**Work to be completed**
Skip the pictures and return every entry exactly as written.

**Dataset excerpts**
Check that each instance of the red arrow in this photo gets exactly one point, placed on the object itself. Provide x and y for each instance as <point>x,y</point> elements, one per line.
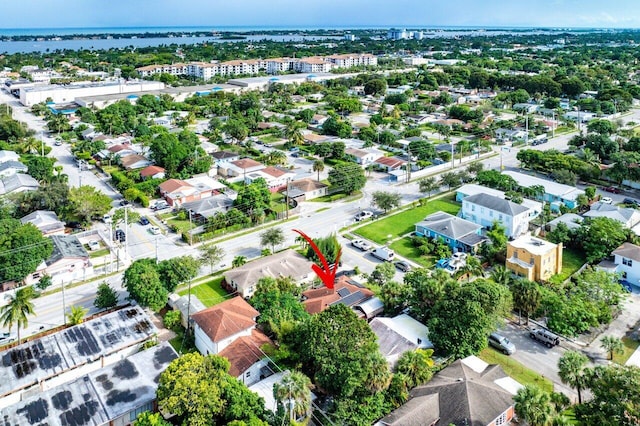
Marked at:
<point>326,274</point>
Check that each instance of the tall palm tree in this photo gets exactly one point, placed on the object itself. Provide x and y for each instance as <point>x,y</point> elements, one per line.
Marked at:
<point>15,312</point>
<point>534,406</point>
<point>416,365</point>
<point>76,315</point>
<point>379,376</point>
<point>318,166</point>
<point>238,261</point>
<point>501,275</point>
<point>294,388</point>
<point>472,267</point>
<point>571,369</point>
<point>612,345</point>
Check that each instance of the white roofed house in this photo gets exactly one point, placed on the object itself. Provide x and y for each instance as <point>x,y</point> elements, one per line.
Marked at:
<point>484,209</point>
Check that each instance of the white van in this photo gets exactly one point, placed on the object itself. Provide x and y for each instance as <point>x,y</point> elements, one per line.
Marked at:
<point>384,253</point>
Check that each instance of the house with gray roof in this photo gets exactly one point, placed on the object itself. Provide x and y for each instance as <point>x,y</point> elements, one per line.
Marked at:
<point>554,193</point>
<point>484,210</point>
<point>208,207</point>
<point>17,183</point>
<point>398,335</point>
<point>629,217</point>
<point>69,261</point>
<point>287,263</point>
<point>457,233</point>
<point>467,392</point>
<point>11,167</point>
<point>46,221</point>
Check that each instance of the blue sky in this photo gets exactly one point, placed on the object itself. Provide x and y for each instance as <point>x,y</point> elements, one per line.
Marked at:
<point>326,13</point>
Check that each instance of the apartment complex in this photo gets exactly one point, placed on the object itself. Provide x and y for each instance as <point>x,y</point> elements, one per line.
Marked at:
<point>207,70</point>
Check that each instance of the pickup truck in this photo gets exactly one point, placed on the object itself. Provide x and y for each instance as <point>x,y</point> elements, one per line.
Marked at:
<point>361,244</point>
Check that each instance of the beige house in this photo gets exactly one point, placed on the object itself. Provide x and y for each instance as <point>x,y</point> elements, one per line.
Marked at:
<point>287,263</point>
<point>533,258</point>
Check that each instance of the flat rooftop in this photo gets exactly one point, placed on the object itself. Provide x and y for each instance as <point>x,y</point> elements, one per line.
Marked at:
<point>49,356</point>
<point>98,397</point>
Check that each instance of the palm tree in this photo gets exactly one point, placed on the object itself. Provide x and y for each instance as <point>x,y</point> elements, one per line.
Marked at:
<point>238,261</point>
<point>379,375</point>
<point>15,312</point>
<point>211,254</point>
<point>416,365</point>
<point>571,369</point>
<point>76,315</point>
<point>612,345</point>
<point>472,267</point>
<point>294,388</point>
<point>526,297</point>
<point>534,406</point>
<point>318,166</point>
<point>501,275</point>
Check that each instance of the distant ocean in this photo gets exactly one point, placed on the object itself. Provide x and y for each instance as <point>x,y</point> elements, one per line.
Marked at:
<point>200,34</point>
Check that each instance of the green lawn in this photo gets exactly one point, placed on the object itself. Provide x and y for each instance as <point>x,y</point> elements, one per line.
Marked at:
<point>405,248</point>
<point>209,293</point>
<point>403,223</point>
<point>630,347</point>
<point>515,370</point>
<point>572,260</point>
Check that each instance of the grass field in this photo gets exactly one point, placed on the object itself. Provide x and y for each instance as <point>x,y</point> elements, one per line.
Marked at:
<point>515,370</point>
<point>405,248</point>
<point>403,223</point>
<point>209,293</point>
<point>630,347</point>
<point>572,260</point>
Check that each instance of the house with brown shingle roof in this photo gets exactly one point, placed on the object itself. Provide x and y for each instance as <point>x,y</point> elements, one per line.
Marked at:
<point>390,164</point>
<point>247,360</point>
<point>345,291</point>
<point>152,172</point>
<point>306,189</point>
<point>216,328</point>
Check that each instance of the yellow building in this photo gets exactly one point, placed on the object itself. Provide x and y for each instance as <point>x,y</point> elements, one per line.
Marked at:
<point>533,258</point>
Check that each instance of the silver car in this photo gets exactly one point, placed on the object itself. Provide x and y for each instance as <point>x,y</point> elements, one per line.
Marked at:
<point>502,344</point>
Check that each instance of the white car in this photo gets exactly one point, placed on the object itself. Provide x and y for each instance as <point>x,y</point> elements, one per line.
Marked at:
<point>361,244</point>
<point>364,214</point>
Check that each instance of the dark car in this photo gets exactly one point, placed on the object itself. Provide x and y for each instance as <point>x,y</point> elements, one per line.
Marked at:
<point>119,235</point>
<point>402,265</point>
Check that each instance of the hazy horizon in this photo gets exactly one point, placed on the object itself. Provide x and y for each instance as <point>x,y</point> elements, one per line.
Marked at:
<point>329,14</point>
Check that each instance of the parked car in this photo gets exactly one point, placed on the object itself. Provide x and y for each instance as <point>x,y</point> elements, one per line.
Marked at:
<point>119,235</point>
<point>502,344</point>
<point>383,253</point>
<point>545,337</point>
<point>364,214</point>
<point>402,265</point>
<point>6,338</point>
<point>361,244</point>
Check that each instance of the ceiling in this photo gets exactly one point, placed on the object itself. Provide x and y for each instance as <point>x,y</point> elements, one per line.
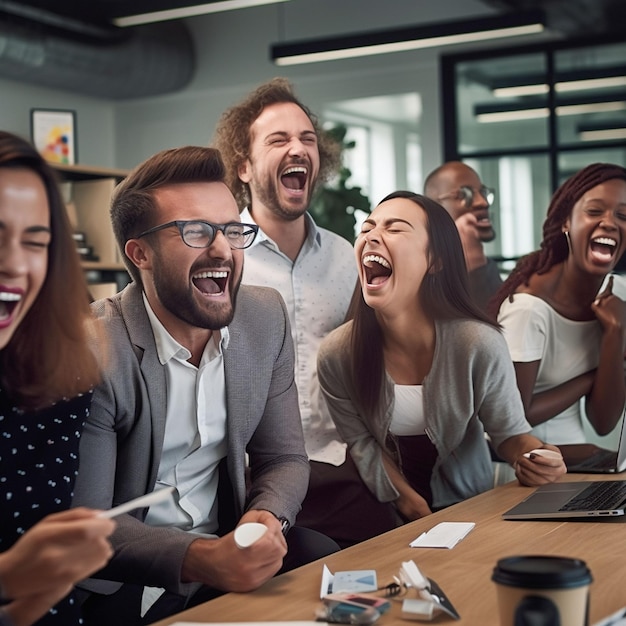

**Result of the exercise**
Check that each instance of the red arrow in this photo gets exactly one point, placed on the object itself. Provide x and y for each instance as <point>x,y</point> elements, one per line.
Marked at:
<point>326,274</point>
Check that each instance of the tall palm tree in this photo gets exactly one point, placed on the object itself. Provide x and y for each instance as <point>x,y</point> elements, one per line.
Marked at:
<point>15,312</point>
<point>534,406</point>
<point>416,365</point>
<point>76,315</point>
<point>379,376</point>
<point>318,166</point>
<point>238,261</point>
<point>501,275</point>
<point>294,388</point>
<point>472,267</point>
<point>571,369</point>
<point>612,345</point>
Check that each instance of the white roofed house in this photo gets exactly one point, placed on the object itself. Provide x and y for each instance as <point>x,y</point> elements, one per line.
Marked at:
<point>484,209</point>
Check that each instance of the white van in this photo gets exactly one point, placed on the object itself. Provide x and y for each instance as <point>x,y</point> elements, one per line.
Marked at:
<point>384,253</point>
Check that each instance of the house with gray roof in this photo gets exactly one point, placed on the object itself. Provide x and y for each instance as <point>x,y</point> elements, one per line.
Marked at:
<point>554,193</point>
<point>484,210</point>
<point>208,207</point>
<point>17,183</point>
<point>398,335</point>
<point>629,217</point>
<point>69,261</point>
<point>287,263</point>
<point>457,233</point>
<point>467,392</point>
<point>11,167</point>
<point>46,221</point>
Check that each instance of the blue sky in this photo gets exactly one point, placed on the object itself. Provide x and y for each instance as <point>x,y</point> elements, one per line.
Marked at:
<point>326,13</point>
Check that each instance of the apartment complex in this photo gets exactly one point, placed on the object itself. Provide x and y for each instance as <point>x,y</point> elements, one per line.
Marked at:
<point>207,70</point>
Check that each instance of the pickup truck in this photo gets exactly one point, placed on the object itself. Provide x and y for each instance as <point>x,y</point> elements, one per line.
Marked at:
<point>361,244</point>
Check that each instance of the beige house in this photo gets exactly one point, placed on the object itself. Provide x and y for each instance as <point>x,y</point> elements, one per line.
Marked at:
<point>287,263</point>
<point>533,258</point>
Check that each instance of the flat rooftop in this photo gets exactly one point, placed on the object itself. Provide x and y for each instance as <point>x,y</point> elements, one per line.
Marked at:
<point>49,356</point>
<point>98,397</point>
Check that each instance of the palm tree in this photo gets exactly one point, placed on the object itself. Provide x and y for each instance as <point>x,y</point> elements, one per line.
Marked at:
<point>238,261</point>
<point>379,375</point>
<point>15,312</point>
<point>211,254</point>
<point>416,365</point>
<point>571,369</point>
<point>76,315</point>
<point>612,345</point>
<point>472,267</point>
<point>294,388</point>
<point>526,297</point>
<point>534,406</point>
<point>318,166</point>
<point>501,275</point>
Check that each instance of the distant ocean in this photo gets exactly one point, placed on the object itself. Provide x and y for each instance as <point>x,y</point> elements, one per line.
Marked at:
<point>200,34</point>
Check that each instance of the green lawn in this photo gets exactly one point, placed on the object itself. Provide x and y for each instance as <point>x,y</point> elements, one per line.
Marked at:
<point>405,248</point>
<point>209,293</point>
<point>403,223</point>
<point>630,347</point>
<point>515,370</point>
<point>572,260</point>
Check that each instance of the grass field in this photo gets exactly one point, placed on the object itself. Provide x and y for each instance as <point>x,y</point> elements, one per line.
Marked at:
<point>515,370</point>
<point>405,248</point>
<point>403,223</point>
<point>209,293</point>
<point>630,347</point>
<point>572,260</point>
Check that each instance of the house with brown shingle roof in this photo gets exactly one point, placed on the object itself. Provide x and y for each instance as <point>x,y</point> elements, one per line.
Marked at:
<point>390,164</point>
<point>247,360</point>
<point>345,291</point>
<point>152,172</point>
<point>306,189</point>
<point>216,328</point>
Check that each instance of the yellow building in this photo gets exactly one point, placed on the object itself. Provide x and y for each instance as <point>x,y</point> elements, one per line.
Marked at:
<point>533,258</point>
Check that each instance of the silver car in this photo gets exactly one point, placed on the object itself. Provide x and y for each instance as <point>x,y</point> elements, one per line.
Marked at:
<point>502,344</point>
Check that each instance of the white car in this photo gets exactly one point, placed on the object itself. Provide x and y for each instance as <point>x,y</point> elements, one per line.
Marked at:
<point>361,244</point>
<point>364,214</point>
Check that each instance of the dark car in this photo gets exactly one point, placed on the object itself. Provide x and y for each instance as <point>x,y</point> elements, one per line.
Marked at:
<point>119,235</point>
<point>402,265</point>
Check that each instance of the hazy horizon in this photo gets exactly one point, placed on the object itself. Provide x and y for each instance as <point>x,y</point> elements, one per line.
Marked at:
<point>329,14</point>
Check that each instance of the parked car in this photo gets exactly one point, placed on the object itself. Provide x and y for each instance as <point>x,y</point> elements, one per line.
Marked at:
<point>119,235</point>
<point>502,344</point>
<point>383,253</point>
<point>545,337</point>
<point>364,214</point>
<point>402,265</point>
<point>6,338</point>
<point>361,244</point>
Check that each instance of the ceiling in this photo gets exactly one point, placed on the object itself. Provide x and y for each instance as <point>x,y</point> elements, one per line.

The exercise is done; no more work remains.